TO BE DONE
Rewrite the lines below as a numbered list, skipping any blank lines and leaving out the pictures.
## Start
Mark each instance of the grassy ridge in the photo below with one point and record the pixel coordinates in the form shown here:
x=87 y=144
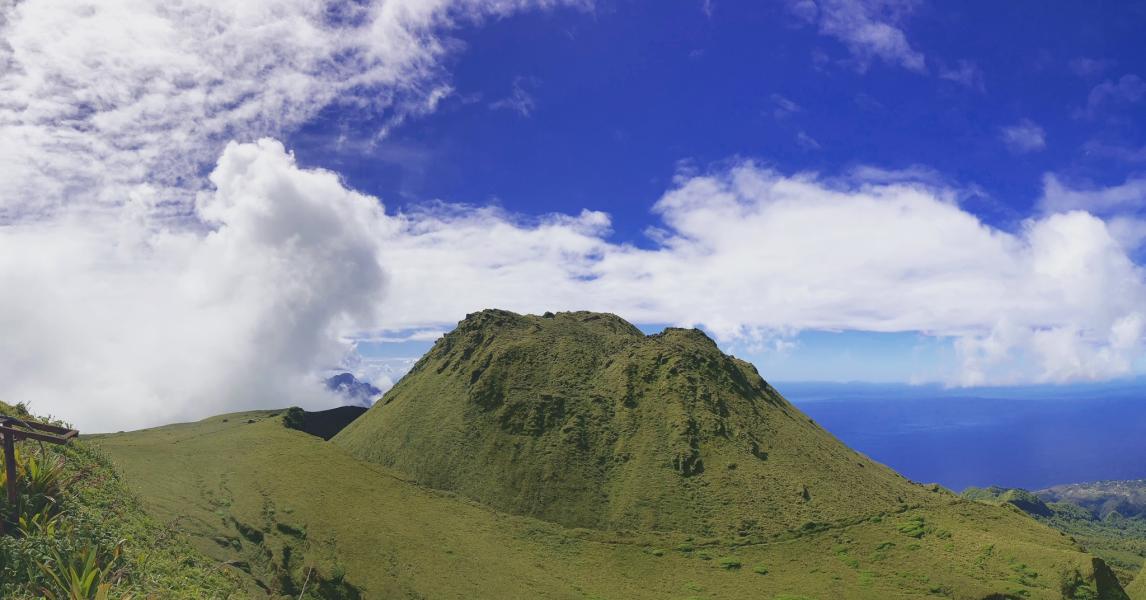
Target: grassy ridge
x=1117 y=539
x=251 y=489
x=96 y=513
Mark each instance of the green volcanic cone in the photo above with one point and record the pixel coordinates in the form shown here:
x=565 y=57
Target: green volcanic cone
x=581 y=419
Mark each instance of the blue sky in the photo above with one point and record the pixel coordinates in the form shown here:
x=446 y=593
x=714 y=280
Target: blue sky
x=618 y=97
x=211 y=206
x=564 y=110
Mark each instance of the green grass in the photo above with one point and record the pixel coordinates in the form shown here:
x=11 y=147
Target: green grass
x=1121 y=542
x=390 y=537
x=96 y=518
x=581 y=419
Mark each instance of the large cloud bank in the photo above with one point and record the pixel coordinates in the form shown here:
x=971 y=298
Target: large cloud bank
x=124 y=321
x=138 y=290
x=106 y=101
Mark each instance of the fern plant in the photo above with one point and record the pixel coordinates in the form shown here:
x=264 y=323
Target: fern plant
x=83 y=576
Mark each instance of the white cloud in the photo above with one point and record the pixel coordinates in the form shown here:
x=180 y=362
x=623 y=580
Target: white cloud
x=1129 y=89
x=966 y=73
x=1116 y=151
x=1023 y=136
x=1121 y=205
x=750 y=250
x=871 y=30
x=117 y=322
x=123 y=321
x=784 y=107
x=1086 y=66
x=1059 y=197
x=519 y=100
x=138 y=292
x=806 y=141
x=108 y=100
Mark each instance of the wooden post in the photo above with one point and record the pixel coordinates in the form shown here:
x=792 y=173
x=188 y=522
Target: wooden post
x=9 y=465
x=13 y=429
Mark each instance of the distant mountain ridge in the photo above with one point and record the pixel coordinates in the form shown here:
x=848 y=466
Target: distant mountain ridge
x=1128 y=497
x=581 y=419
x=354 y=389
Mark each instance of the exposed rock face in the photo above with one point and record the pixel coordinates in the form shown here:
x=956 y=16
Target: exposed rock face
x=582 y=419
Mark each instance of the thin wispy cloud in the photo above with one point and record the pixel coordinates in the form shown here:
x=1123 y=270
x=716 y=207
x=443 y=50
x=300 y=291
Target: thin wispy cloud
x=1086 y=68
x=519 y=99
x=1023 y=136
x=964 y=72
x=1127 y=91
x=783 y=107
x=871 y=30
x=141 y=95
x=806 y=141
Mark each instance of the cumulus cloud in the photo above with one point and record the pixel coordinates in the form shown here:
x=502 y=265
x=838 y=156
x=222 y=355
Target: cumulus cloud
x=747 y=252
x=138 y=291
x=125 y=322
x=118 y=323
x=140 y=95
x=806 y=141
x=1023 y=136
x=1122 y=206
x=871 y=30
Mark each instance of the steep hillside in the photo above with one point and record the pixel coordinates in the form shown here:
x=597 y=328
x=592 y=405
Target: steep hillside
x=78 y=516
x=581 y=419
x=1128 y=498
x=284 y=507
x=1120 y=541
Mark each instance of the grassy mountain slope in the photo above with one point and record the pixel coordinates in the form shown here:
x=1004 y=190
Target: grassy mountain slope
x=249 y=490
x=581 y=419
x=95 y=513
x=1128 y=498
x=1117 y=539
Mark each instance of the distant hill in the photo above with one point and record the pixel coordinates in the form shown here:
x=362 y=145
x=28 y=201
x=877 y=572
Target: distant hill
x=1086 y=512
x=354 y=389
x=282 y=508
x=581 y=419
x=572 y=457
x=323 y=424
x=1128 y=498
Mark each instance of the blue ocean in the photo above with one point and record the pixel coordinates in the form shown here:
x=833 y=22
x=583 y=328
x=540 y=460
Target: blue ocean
## End
CORRECT ANSWER
1. Mark each instance of the grassy ridge in the photo below with one point and record the pixel coordinates in the form shown here:
2. x=87 y=144
3. Target: grassy ridge
4. x=1117 y=539
5. x=251 y=489
6. x=96 y=513
7. Mark each instance of the green volcanic cone in the photo above with one point and record the pixel coordinates in the form shown here:
8. x=565 y=57
9. Target: green volcanic cone
10. x=581 y=419
11. Mark each instance of the blue sky in the photo above with one point and record the pixel coordinates in the form shown here:
12. x=446 y=593
13. x=714 y=280
14. Target: blue sky
15. x=618 y=97
16. x=211 y=206
17. x=564 y=110
18. Mark each instance of the green grass in the photo above with one point and record the pixel coordinates in the form shown here:
19. x=11 y=147
20. Target: green grass
21. x=1121 y=542
22. x=390 y=537
23. x=96 y=518
24. x=581 y=419
25. Mark each instance of the large cloud bank in the photo above with one point and record the pixel coordinates in the form shown here:
26. x=971 y=298
27. Target: large cloud bank
28. x=124 y=321
29. x=138 y=290
30. x=106 y=101
31. Mark each instance of the fern plant in the photo above with one point and record the pixel coordinates in the form shown here:
32. x=264 y=323
33. Target: fern plant
34. x=83 y=576
35. Mark each instance of the white cloud in the photo above with one point and record the pixel coordinates in the form shown here:
36. x=180 y=362
37. x=623 y=580
38. Target: white cloud
39. x=1129 y=89
40. x=966 y=73
41. x=1116 y=151
42. x=1023 y=136
43. x=1121 y=205
44. x=750 y=250
45. x=871 y=30
46. x=117 y=322
47. x=123 y=321
48. x=784 y=107
49. x=1086 y=66
50. x=1059 y=197
51. x=519 y=100
52. x=138 y=292
53. x=806 y=141
54. x=108 y=100
55. Mark each instance of the wooden post in the photo above with one point and record the pixel coordinates in the form shown here:
56. x=792 y=173
57. x=188 y=522
58. Target: wooden post
59. x=9 y=465
60. x=13 y=429
61. Mark each instance of the distant mountain ridge in the photo above with one point and record the pixel coordinates in the form shown here:
62. x=848 y=466
63. Target: distant mountain ridge
64. x=1128 y=497
65. x=581 y=419
66. x=354 y=389
67. Mark each instance of the exposed rock face in the photo above with one point and record the pixel coordinates in the form shown here:
68. x=956 y=16
69. Target: exposed rock face
70. x=582 y=419
71. Mark each instance of the thin wispy cloud in the photo above with one point and record the pixel coordinates in the form shown here:
72. x=1123 y=270
73. x=716 y=207
74. x=443 y=50
75. x=300 y=291
76. Target: thin wispy cloud
77. x=1086 y=68
78. x=519 y=99
79. x=1023 y=136
80. x=964 y=72
81. x=1127 y=91
82. x=783 y=107
83. x=871 y=30
84. x=141 y=95
85. x=806 y=141
86. Mark each instance of the cumulus cloud in the photo above with one point and record the pixel coordinates in the form shown here:
87. x=502 y=265
88. x=838 y=156
89. x=222 y=355
90. Target: cumulus cloud
91. x=747 y=252
92. x=138 y=291
93. x=125 y=322
94. x=118 y=323
95. x=140 y=95
96. x=806 y=141
97. x=1023 y=136
98. x=1122 y=206
99. x=871 y=30
100. Mark each instance of the steep hillside in the photo above with one point and record the pixel coordinates in the form shown here:
101. x=597 y=328
102. x=592 y=405
103. Target: steep hillside
104. x=78 y=516
105. x=581 y=419
106. x=1128 y=498
107. x=284 y=507
108. x=1120 y=541
109. Mark each instance of the grassy mountain slope in the photo above with one point and record the pixel coordinates in the form shown here:
110. x=1004 y=190
111. Target: grassy mountain slope
112. x=249 y=490
113. x=581 y=419
114. x=95 y=513
115. x=1128 y=498
116. x=1117 y=539
117. Mark each instance of the distant hill in the photo above with one point and record the pixel coordinates in the form shown here:
118. x=362 y=145
119. x=28 y=201
120. x=877 y=572
121. Target: distant hill
122. x=1086 y=512
123. x=354 y=389
124. x=282 y=508
125. x=581 y=419
126. x=572 y=457
127. x=323 y=424
128. x=1128 y=498
129. Mark each instance of the blue ocean in the photo above with one point and record the pixel coordinates in the form shown here:
130. x=833 y=22
131. x=583 y=328
132. x=540 y=460
133. Target: blue ocean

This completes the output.